Tekstfragment:

---------------

ECLI:NL:RBDHA:2023:8523
Rechtbank Den Haag
- Eerste aanleg - enkelvoudig
- Rechtspraak.nl
Verzoek om vergoeding van proceskosten in bestuursrechtelijke procedure
In deze zaak heeft de Rechtbank Den Haag uitspraak gedaan over het verzoek van verzoekers om vergoeding van hun proceskosten. Verzoekers, vertegenwoordigd door mr. S.J. Koolen, hebben in beroep gegaan tegen de Staatssecretaris van Justitie en Veiligheid, omdat deze niet tijdig had beslist op hun aanvraag. Na een beslissing van de Staatssecretaris op 1 augustus 2022, hebben verzoekers hun beroep ingetrokken en verzocht om vergoeding van de proceskosten. De rechtbank heeft besloten dat het niet nodig was om partijen uit te nodigen voor een zitting, conform artikel 8:54 van de Algemene wet bestuursrecht (Awb). De rechtbank overweegt dat, gezien de omstandigheden, verzoekers recht hebben op vergoeding van hun proceskosten, omdat de Staatssecretaris pas na het indienen van het beroep een beslissing heeft genomen. De rechtbank kent een vergoeding toe van € 418,50 voor de proceskosten, rekening houdend met een wegingsfactor van 0,5, en een vergoeding van het griffierecht van € 184,-. De uitspraak is gedaan door rechter R.J.A. Schaaf en is openbaar gemaakt op 11 mei 2023.

---------------

Getoond materiaal:

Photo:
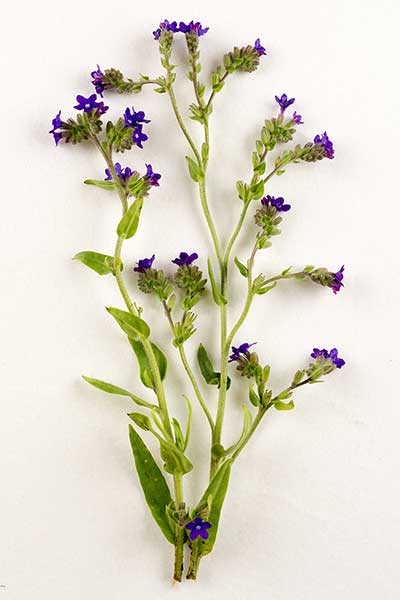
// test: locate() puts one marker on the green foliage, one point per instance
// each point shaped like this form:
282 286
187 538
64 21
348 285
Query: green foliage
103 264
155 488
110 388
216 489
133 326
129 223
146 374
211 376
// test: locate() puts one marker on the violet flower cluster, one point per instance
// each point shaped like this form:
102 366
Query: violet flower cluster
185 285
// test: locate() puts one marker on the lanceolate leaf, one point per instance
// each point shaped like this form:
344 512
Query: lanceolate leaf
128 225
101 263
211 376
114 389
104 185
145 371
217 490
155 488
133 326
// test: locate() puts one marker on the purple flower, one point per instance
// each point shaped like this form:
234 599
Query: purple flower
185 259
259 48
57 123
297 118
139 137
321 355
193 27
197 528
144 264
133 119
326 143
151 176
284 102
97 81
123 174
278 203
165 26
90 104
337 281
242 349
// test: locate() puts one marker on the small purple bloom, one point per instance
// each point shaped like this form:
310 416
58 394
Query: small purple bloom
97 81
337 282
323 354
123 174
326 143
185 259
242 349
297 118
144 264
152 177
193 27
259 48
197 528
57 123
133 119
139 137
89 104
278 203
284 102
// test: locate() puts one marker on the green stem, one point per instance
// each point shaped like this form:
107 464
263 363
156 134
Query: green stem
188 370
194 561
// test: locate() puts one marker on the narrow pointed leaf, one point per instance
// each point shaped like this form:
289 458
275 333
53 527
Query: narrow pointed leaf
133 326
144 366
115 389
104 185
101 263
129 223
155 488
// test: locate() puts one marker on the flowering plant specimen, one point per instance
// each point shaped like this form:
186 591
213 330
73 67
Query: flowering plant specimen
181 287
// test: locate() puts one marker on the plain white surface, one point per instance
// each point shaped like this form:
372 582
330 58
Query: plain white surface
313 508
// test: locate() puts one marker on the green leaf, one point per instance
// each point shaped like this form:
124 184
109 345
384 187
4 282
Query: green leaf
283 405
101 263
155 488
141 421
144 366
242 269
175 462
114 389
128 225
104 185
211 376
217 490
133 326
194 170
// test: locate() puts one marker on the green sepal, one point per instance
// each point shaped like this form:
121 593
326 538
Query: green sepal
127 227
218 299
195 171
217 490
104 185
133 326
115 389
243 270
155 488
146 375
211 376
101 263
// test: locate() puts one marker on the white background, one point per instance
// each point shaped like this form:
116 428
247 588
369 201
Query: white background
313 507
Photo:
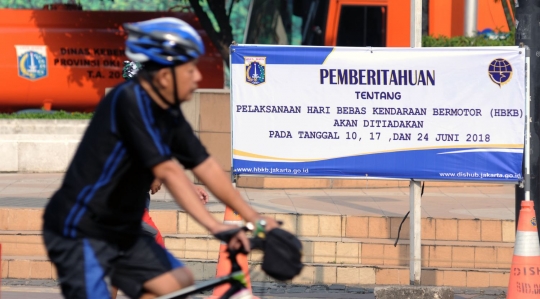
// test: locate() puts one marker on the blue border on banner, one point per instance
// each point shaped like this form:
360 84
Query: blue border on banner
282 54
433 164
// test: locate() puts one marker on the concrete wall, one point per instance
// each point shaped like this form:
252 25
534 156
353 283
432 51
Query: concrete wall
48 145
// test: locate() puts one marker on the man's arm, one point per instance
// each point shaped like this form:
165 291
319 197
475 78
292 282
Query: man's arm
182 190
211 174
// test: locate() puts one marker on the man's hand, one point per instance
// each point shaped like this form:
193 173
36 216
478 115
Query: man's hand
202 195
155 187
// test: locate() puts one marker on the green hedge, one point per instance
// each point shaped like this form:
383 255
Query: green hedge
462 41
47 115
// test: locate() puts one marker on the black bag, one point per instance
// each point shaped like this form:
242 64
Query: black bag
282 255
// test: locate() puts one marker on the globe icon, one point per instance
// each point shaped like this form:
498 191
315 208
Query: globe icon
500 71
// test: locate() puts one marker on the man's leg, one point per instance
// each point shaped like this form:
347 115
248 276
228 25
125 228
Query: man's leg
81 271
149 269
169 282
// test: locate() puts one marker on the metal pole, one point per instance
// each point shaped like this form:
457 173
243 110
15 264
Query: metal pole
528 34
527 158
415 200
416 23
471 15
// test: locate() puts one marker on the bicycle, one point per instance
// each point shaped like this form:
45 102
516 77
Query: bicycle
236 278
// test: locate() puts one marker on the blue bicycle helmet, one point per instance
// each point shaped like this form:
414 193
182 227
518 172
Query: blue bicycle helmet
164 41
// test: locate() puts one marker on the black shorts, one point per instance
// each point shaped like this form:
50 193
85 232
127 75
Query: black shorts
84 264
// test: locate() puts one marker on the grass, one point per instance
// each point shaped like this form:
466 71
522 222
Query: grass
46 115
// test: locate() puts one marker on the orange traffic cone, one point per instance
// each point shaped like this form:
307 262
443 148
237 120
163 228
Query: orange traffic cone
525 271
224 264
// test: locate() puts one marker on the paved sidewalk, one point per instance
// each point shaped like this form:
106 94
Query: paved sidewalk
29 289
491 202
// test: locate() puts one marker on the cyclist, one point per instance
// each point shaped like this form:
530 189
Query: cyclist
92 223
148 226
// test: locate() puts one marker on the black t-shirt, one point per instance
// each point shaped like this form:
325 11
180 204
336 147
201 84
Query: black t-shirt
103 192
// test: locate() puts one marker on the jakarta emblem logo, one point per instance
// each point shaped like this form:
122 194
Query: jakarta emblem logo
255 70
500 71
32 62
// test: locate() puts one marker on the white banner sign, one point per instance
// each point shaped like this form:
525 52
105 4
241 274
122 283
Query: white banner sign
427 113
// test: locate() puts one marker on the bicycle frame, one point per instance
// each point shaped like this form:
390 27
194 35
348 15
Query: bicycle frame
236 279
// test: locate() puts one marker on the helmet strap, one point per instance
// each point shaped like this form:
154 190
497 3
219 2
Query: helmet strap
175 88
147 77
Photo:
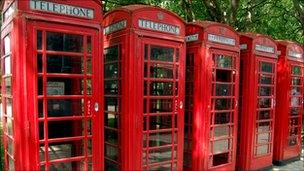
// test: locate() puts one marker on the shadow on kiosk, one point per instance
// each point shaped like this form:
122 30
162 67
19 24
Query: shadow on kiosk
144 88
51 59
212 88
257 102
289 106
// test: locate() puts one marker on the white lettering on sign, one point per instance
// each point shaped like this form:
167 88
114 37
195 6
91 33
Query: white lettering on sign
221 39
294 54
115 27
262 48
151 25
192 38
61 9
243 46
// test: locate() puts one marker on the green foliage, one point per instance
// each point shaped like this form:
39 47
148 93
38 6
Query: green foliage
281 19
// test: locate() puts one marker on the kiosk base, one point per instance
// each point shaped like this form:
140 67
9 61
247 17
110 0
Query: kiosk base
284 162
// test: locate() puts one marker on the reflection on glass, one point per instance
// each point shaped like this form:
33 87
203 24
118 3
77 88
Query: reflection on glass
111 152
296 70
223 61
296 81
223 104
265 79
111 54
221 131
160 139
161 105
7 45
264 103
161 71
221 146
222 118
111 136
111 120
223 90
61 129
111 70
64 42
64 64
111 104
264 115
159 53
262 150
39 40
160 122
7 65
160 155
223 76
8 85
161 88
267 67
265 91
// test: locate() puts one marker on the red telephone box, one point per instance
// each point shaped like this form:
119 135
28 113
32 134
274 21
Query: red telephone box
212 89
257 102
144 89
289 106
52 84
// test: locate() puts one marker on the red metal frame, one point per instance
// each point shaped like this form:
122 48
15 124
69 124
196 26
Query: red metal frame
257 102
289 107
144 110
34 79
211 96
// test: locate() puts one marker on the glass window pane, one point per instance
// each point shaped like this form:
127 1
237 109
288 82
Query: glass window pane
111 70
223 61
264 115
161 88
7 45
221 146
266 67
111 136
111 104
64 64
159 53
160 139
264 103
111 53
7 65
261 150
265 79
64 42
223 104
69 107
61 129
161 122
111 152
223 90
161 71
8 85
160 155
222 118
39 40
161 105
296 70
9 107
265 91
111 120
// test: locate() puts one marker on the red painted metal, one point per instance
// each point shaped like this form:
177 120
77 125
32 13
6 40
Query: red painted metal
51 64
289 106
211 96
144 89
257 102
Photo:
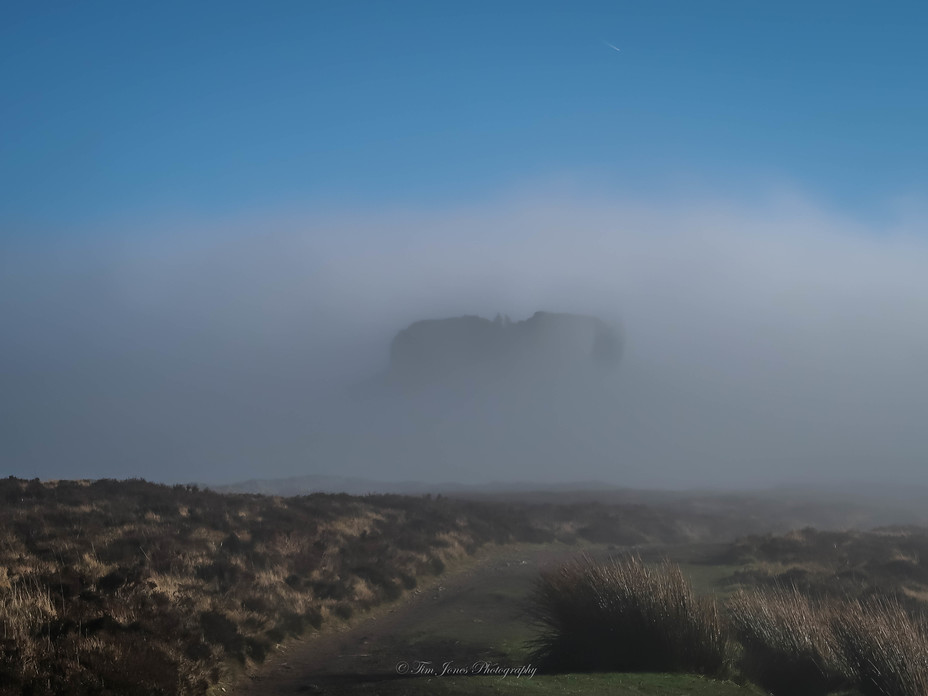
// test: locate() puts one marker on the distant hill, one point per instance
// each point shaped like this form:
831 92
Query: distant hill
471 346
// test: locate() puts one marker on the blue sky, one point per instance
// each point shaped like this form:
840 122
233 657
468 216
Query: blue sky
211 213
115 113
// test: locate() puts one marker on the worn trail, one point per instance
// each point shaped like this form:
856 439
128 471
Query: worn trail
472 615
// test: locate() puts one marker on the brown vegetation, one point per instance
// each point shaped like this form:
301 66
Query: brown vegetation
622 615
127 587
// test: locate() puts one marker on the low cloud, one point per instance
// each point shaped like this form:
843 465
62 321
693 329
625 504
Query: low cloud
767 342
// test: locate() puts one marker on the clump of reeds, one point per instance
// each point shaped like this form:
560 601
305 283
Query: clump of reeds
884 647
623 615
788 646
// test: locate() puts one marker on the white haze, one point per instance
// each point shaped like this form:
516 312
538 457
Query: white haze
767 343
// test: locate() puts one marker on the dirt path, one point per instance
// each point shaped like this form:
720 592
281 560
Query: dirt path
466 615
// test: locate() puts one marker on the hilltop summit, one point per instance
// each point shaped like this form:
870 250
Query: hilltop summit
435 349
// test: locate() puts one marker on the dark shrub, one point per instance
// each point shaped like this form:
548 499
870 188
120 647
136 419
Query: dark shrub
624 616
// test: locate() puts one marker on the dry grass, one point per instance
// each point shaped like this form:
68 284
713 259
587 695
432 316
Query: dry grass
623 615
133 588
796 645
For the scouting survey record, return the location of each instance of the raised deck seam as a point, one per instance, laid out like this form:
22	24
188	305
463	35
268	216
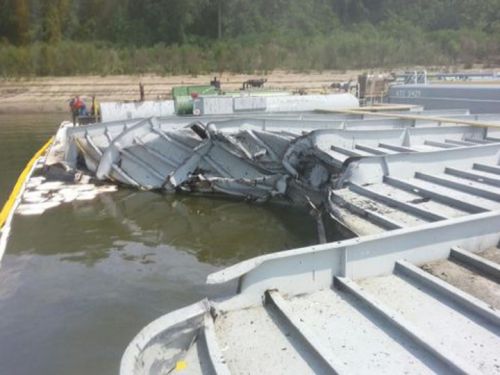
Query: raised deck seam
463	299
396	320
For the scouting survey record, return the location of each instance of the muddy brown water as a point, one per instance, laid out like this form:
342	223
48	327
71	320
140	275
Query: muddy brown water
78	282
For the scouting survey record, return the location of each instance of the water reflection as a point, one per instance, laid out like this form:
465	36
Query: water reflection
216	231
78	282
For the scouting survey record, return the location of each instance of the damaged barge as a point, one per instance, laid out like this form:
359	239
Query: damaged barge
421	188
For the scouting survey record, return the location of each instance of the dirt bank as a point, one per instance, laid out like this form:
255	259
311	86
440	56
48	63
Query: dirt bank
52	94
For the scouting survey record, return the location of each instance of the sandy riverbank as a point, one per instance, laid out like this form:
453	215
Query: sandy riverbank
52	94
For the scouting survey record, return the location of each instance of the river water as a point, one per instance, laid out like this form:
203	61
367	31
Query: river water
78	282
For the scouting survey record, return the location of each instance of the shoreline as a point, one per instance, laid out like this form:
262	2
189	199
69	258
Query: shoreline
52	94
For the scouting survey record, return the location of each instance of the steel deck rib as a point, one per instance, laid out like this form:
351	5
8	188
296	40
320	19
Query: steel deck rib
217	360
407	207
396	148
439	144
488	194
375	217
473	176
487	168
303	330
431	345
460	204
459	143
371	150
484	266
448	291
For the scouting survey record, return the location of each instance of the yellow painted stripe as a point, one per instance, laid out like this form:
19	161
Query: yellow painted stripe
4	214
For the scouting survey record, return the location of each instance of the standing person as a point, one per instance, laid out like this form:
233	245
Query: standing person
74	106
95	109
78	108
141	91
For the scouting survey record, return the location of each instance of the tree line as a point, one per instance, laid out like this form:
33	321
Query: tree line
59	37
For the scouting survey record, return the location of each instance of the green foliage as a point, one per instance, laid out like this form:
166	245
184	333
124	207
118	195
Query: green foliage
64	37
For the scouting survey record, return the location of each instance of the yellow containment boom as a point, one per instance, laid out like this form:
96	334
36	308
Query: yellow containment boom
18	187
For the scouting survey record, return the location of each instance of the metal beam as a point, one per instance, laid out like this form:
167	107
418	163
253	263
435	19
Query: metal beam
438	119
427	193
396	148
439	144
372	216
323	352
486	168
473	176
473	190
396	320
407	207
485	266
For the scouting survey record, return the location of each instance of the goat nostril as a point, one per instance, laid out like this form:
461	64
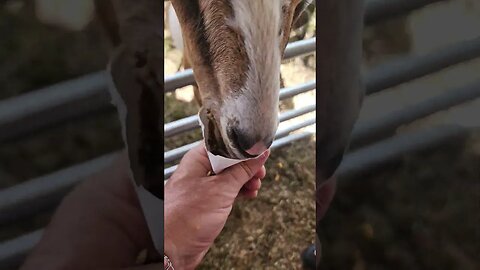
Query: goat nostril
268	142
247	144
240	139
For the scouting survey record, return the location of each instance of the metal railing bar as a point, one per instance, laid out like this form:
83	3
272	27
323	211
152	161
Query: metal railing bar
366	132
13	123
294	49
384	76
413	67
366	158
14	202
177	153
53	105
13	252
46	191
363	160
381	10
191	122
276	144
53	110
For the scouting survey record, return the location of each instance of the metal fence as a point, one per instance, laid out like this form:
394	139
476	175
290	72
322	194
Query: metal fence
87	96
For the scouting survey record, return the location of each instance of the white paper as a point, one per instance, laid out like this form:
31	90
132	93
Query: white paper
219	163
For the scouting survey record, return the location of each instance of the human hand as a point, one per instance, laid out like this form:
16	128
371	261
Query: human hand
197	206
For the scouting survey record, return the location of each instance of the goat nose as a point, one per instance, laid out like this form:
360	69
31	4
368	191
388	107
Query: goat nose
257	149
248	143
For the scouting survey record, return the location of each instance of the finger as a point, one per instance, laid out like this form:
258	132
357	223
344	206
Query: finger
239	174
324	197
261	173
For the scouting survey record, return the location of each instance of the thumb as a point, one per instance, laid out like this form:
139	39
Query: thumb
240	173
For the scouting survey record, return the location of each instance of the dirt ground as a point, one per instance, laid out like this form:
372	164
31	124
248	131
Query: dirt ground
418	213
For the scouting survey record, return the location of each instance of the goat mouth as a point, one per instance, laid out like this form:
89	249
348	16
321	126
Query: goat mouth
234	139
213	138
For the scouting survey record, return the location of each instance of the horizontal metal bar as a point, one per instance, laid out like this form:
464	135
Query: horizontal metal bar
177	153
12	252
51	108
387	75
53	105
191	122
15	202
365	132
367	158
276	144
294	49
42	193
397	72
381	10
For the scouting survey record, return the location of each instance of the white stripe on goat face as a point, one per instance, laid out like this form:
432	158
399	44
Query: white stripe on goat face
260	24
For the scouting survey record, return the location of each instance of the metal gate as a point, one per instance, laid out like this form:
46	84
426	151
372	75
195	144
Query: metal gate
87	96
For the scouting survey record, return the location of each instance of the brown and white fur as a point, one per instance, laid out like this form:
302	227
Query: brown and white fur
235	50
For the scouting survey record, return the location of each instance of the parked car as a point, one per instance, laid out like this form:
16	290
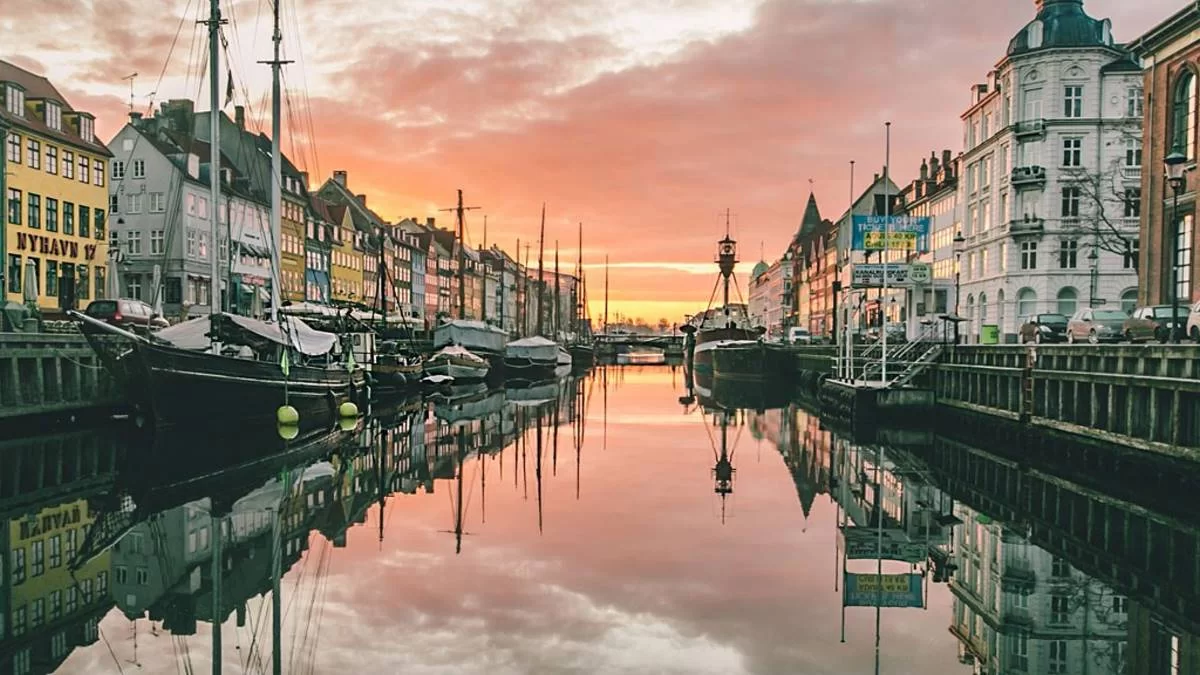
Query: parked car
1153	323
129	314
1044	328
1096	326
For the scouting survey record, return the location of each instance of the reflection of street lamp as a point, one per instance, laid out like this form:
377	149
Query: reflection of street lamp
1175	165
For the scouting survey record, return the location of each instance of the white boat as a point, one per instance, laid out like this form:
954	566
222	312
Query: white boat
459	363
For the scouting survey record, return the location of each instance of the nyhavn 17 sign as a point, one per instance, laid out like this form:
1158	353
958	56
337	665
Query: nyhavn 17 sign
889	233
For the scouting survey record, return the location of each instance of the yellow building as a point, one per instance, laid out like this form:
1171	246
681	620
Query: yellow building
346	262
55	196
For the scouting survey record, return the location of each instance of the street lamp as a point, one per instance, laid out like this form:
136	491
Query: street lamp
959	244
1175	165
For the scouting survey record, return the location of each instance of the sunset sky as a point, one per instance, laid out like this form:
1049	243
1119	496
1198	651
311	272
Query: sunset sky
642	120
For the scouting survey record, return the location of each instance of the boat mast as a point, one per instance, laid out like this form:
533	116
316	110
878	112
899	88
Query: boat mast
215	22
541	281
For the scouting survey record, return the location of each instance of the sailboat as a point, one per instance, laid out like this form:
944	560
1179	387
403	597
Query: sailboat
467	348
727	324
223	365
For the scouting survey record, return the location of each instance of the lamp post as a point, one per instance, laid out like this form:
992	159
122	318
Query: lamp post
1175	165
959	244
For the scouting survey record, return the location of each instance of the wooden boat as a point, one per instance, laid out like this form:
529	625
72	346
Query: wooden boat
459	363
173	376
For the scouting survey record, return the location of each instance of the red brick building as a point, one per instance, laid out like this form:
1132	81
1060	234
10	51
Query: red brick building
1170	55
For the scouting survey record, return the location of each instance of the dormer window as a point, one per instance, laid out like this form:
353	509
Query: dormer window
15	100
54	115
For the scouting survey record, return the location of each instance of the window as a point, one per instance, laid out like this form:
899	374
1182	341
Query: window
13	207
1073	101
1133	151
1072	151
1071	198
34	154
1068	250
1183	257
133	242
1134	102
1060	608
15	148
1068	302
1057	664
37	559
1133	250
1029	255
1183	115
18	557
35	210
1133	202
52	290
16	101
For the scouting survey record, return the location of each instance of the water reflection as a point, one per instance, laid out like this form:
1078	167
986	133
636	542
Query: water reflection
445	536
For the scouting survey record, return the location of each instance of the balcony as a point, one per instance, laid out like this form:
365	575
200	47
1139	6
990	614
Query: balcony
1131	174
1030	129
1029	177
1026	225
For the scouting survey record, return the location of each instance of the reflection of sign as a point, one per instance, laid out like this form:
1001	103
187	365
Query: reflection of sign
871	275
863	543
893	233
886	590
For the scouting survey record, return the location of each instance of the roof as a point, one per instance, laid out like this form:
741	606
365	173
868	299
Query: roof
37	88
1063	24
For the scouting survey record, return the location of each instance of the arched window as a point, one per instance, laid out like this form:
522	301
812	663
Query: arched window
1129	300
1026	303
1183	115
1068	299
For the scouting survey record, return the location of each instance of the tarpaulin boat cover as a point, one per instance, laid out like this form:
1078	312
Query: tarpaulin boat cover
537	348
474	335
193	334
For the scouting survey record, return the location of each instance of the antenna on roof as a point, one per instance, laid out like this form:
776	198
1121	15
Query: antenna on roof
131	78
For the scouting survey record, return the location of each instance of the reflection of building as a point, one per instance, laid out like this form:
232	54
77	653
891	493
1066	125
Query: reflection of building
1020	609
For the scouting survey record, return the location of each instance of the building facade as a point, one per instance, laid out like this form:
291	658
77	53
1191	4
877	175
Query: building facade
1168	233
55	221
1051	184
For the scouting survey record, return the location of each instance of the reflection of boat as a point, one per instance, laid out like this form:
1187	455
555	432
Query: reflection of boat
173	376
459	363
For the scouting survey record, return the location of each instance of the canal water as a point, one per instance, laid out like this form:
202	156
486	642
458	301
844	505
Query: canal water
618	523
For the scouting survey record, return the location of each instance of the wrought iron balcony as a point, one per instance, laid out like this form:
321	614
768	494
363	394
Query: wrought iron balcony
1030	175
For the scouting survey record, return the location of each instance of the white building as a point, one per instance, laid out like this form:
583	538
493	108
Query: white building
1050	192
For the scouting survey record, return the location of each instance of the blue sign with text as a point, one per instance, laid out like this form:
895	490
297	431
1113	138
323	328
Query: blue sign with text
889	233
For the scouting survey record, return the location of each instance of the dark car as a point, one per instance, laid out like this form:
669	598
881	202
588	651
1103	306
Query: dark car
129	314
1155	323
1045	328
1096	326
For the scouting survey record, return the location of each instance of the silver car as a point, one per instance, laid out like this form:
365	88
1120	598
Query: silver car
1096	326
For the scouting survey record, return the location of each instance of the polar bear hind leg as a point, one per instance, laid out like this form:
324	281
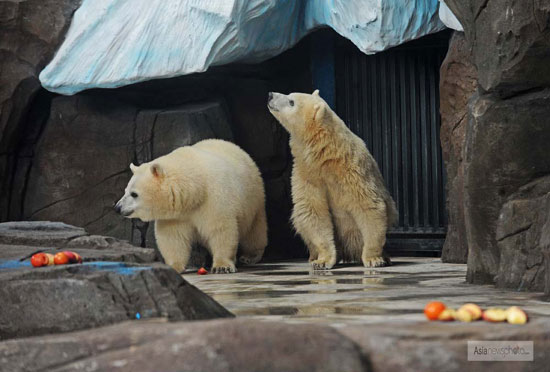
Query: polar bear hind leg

---------------

Opdracht: Noem alle geldbedragen en alle datums die in de uitspraak over de proceskostenvergoeding voorkomen. De rijen spelen hierbij geen enkele rol.

Antwoord:
- € 418,50
- € 184,-
- 1 augustus 2022
- 11 mei 2023